-------- Data in this exercise

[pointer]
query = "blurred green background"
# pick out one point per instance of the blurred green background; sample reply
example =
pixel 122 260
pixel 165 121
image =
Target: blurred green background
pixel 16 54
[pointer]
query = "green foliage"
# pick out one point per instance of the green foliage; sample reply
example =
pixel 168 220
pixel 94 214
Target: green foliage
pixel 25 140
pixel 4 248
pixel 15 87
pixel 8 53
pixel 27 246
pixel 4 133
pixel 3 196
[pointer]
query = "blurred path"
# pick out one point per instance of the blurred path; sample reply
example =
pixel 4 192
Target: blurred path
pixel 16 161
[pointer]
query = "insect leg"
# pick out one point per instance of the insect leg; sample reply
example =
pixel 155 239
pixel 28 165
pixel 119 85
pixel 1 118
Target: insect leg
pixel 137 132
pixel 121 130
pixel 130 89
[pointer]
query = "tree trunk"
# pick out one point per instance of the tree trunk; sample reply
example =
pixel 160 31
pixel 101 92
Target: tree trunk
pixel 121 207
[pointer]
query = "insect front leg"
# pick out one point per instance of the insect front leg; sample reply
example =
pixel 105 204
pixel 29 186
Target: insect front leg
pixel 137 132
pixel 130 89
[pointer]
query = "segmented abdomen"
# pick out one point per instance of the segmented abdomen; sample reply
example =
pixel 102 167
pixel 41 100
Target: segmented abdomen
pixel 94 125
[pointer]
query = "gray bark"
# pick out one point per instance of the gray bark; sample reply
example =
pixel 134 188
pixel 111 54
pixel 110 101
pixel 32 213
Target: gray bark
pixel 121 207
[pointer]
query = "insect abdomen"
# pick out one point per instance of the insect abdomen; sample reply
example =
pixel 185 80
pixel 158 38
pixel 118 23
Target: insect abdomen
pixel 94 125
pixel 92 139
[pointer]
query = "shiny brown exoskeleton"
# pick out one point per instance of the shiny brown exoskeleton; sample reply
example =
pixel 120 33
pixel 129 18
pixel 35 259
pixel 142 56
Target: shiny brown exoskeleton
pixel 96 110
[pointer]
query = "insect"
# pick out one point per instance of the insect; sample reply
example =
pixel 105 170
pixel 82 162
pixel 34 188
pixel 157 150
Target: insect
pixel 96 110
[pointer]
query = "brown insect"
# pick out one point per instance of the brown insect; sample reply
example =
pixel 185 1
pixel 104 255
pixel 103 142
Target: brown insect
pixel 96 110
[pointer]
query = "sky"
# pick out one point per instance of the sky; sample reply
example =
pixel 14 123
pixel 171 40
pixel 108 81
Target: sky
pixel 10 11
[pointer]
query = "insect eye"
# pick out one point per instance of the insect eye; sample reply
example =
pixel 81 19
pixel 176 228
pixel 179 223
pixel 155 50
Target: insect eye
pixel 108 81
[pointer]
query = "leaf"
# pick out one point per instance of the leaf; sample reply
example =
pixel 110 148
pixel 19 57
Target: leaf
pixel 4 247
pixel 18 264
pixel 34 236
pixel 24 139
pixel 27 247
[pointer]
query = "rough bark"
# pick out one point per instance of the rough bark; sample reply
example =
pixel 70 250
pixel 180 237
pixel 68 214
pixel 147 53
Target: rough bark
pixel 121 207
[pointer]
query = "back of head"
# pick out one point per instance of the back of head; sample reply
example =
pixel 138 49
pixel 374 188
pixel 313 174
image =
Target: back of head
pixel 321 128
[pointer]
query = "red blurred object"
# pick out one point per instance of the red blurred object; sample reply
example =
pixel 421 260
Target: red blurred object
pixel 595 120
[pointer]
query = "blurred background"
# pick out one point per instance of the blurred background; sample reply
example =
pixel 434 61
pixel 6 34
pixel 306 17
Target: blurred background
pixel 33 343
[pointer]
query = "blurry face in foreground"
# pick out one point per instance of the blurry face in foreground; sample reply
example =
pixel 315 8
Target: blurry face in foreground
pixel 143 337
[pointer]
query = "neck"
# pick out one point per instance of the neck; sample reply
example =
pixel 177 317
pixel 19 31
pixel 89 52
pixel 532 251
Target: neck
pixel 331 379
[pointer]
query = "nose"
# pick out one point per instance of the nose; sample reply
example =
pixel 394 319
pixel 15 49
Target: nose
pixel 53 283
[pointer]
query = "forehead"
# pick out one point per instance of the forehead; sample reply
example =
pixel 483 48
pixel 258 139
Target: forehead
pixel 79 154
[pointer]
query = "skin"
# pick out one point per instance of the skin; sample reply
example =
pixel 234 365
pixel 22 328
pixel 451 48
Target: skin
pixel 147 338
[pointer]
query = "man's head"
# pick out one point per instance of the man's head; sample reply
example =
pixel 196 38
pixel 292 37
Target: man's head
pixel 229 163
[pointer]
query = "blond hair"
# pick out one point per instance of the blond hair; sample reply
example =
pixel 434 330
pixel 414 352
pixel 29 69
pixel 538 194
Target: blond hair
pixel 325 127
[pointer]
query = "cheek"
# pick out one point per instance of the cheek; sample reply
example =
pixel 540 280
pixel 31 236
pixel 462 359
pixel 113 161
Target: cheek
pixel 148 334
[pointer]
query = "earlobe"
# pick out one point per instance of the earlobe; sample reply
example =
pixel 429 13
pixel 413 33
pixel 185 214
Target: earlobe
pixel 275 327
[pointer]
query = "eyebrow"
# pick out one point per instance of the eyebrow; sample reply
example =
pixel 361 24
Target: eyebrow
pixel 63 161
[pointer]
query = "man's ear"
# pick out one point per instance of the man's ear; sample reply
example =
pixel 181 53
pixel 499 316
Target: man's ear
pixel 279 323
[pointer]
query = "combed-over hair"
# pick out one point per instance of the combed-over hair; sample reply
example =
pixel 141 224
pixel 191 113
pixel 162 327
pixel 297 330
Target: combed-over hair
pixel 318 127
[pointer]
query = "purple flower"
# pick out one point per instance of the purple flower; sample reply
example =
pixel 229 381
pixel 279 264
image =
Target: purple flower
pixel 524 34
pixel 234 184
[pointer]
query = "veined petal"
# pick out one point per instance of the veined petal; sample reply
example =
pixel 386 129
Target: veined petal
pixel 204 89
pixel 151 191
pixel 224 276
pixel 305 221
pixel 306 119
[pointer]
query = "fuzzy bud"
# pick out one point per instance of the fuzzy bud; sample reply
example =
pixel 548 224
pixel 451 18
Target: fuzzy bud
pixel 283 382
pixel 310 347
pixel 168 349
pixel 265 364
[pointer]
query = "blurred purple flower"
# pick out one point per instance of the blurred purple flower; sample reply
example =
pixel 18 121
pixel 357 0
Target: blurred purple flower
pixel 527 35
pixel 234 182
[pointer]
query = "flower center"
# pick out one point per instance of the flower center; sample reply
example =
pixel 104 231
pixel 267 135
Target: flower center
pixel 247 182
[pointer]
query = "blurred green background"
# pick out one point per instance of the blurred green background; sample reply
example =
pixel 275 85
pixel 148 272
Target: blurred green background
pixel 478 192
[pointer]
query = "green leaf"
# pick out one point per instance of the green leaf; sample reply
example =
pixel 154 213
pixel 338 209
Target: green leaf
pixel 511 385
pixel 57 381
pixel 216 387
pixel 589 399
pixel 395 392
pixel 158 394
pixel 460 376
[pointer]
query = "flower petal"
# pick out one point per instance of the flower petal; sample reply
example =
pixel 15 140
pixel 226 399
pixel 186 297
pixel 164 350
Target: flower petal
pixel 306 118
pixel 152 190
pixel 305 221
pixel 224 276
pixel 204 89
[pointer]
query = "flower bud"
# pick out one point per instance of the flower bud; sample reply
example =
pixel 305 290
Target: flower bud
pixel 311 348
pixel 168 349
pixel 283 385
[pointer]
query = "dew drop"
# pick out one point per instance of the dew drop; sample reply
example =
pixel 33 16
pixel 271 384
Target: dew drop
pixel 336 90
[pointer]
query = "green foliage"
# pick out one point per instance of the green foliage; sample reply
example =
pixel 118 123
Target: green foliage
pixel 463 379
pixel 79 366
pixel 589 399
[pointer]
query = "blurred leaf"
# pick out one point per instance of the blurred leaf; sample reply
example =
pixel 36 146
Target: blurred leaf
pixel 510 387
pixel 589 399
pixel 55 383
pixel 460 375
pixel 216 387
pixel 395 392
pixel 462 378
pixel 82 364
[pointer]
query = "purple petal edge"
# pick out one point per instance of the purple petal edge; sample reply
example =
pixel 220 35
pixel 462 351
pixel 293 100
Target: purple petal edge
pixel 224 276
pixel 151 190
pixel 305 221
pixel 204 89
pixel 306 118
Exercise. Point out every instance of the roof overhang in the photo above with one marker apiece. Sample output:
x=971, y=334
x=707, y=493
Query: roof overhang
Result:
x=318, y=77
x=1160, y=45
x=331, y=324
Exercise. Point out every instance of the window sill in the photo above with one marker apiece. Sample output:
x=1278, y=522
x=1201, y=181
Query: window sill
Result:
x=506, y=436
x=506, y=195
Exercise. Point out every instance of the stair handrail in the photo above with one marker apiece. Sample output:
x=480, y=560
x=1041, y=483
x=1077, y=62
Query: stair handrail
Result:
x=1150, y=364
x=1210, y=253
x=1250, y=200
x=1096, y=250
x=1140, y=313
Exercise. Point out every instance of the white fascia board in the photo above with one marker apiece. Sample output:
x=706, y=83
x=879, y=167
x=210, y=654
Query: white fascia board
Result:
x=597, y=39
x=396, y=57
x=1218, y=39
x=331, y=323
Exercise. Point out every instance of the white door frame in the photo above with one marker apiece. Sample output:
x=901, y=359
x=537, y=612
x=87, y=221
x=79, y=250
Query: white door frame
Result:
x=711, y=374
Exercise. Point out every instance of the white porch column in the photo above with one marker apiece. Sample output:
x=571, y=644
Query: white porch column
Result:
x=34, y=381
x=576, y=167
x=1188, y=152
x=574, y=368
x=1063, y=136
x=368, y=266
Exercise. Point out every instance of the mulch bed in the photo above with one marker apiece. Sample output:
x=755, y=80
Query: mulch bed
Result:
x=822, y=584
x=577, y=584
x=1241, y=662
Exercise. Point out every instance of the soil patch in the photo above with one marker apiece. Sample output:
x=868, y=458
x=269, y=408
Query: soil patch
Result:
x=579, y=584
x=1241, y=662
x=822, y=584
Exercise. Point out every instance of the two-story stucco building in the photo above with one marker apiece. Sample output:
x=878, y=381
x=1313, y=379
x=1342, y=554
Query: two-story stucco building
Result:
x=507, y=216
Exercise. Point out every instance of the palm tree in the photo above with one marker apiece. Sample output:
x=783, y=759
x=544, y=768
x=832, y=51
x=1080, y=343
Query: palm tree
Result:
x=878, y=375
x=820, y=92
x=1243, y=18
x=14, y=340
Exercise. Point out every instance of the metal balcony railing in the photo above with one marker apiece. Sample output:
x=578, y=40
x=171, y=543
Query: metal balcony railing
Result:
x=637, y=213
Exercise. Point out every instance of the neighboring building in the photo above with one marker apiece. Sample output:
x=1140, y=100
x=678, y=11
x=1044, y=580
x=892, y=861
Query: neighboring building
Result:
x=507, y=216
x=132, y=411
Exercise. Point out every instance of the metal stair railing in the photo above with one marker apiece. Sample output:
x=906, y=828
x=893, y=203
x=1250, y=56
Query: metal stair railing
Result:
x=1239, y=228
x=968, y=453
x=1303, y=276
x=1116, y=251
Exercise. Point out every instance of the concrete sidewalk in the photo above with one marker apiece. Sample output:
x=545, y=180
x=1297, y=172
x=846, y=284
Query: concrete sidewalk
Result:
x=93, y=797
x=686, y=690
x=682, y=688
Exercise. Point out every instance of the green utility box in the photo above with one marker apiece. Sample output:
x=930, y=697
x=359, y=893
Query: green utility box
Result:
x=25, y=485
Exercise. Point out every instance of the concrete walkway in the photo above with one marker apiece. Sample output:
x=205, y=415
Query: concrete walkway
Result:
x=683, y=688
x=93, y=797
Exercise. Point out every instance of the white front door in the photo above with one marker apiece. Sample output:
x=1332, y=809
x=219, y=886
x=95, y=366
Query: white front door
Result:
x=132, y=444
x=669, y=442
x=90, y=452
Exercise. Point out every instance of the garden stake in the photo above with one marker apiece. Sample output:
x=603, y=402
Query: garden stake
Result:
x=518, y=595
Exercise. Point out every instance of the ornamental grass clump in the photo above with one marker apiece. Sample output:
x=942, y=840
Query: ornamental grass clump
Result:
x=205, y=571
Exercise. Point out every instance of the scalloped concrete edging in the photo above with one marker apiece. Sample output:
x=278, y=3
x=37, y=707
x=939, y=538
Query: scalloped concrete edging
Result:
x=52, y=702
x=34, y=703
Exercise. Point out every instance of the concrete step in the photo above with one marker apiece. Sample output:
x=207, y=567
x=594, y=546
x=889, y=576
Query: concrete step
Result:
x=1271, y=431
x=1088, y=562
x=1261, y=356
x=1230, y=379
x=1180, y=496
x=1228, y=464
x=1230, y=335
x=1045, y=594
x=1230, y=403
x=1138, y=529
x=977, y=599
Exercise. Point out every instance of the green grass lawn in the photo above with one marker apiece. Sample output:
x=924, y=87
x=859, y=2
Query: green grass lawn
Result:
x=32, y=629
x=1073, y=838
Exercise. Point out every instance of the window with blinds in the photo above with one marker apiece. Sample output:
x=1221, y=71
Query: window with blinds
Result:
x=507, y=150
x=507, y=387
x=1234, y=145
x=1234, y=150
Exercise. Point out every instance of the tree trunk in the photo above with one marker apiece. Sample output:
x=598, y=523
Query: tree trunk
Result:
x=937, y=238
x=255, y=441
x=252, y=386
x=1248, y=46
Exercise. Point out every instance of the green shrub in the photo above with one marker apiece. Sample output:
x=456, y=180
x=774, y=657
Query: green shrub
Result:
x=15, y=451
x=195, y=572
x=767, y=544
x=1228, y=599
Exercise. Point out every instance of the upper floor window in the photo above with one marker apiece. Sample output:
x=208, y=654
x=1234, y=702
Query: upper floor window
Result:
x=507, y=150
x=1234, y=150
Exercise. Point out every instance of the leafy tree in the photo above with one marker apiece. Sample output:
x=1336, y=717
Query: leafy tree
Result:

----------------

### What you should do
Rewrite the lines from the beginning of the position identification records up to and including the line with "pixel 16 54", substituting "out-of-focus green background" for "blurred green background" and changing nothing else.

### Final result
[pointer]
query = "out-of-focus green background"
# pick out one point per instance of the out-of-focus green background; sample reply
example =
pixel 122 260
pixel 165 121
image =
Target: out-of-focus green background
pixel 16 54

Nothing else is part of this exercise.